*Extrait fourni:*
_ _ _ _ _

Caroline et Sophie Rostang, la cuisine en héritage

par Anne Bourgeois

Héritières d’une maison au banc d’huîtres mythique, Caroline et Sophie Rostang ont repris Dessirier en sororité : un féminin fort, sensible sans faiblesse, exigeant sans brutalité. Gardiennes du temple, elles modernisent la maison par conviction : engagement pour les ressources marines, cave pensée comme un geste d’auteur, management apaisé, décor réinventé… Rencontre avec un duo qui réécrit à quatre mains l’héritage familial et propulse cette table parisienne emblématique dans le XXIᵉ siècle sans en perdre l’âme.

 

Héritières d’une lignée multi-étoilée, vous avez grandi dans un univers où la cuisine était à la fois une tradition familiale et un métier longtemps dominé par les hommes. Comment avez-vous trouvé, chacune, votre place dans cet héritage exigeant ?

Caroline Rostang :  J’ai été élevée dans les restaurants de mes parents, puis j’ai fait l’école hôtelière en Suisse. À la sortie, mon père m’a proposé de passer “quelques mois” dans la maison familiale avant d’aller voir ailleurs… et je ne suis jamais partie. Je ne me voyais pas forcément en cuisine — je pense que je n’avais pas envie de “gérer complètement mon égo” dans ce registre-là — mais j’ai trouvé ma place en étant moi-même, avec un style de direction très différent des générations précédentes. 

Sophie Rostang : Je suis arrivée un peu plus tard, après un passage dans l’agroalimentaire. Un souci de santé a été un tournant. J’ai rejoint l’entreprise familiale “sur le tas”, progressivement, en gagnant ma place. Il a fallu obtenir la confiance de gens qui nous avaient vues petites, avec parfois des réflexes très “Ancien Monde”. Mais à un moment, ce n’était plus la question : on travaillait, on prenait des décisions, on assumait.

_ _ _ _ _

Transcrivez à l'identique le passage de l'extrait consacré à Caroline et Sophie Rostang, de "par Anne Bourgeois" à "cet héritage exigeant ?". Les lignes ci-dessous n'interviennent en rien dans ce travail.

_ _ _ _ _

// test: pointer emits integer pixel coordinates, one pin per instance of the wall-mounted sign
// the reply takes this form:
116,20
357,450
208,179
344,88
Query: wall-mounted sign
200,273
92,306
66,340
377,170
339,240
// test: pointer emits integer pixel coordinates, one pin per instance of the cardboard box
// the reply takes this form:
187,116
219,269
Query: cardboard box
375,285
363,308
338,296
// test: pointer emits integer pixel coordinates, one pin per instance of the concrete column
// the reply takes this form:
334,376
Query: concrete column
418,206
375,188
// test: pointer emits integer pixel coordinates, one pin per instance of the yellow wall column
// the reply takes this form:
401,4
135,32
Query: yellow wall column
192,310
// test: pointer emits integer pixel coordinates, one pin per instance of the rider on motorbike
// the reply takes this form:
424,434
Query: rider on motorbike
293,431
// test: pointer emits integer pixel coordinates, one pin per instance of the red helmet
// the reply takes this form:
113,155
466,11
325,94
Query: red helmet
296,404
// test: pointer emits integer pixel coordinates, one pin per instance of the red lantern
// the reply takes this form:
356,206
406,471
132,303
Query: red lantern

_ _ _ _ _

*Solution de l'exercice:*
par Anne Bourgeois

Héritières d’une maison au banc d’huîtres mythique, Caroline et Sophie Rostang ont repris Dessirier en sororité : un féminin fort, sensible sans faiblesse, exigeant sans brutalité. Gardiennes du temple, elles modernisent la maison par conviction : engagement pour les ressources marines, cave pensée comme un geste d’auteur, management apaisé, décor réinventé… Rencontre avec un duo qui réécrit à quatre mains l’héritage familial et propulse cette table parisienne emblématique dans le XXIᵉ siècle sans en perdre l’âme.

 

Héritières d’une lignée multi-étoilée, vous avez grandi dans un univers où la cuisine était à la fois une tradition familiale et un métier longtemps dominé par les hommes. Comment avez-vous trouvé, chacune, votre place dans cet héritage exigeant ?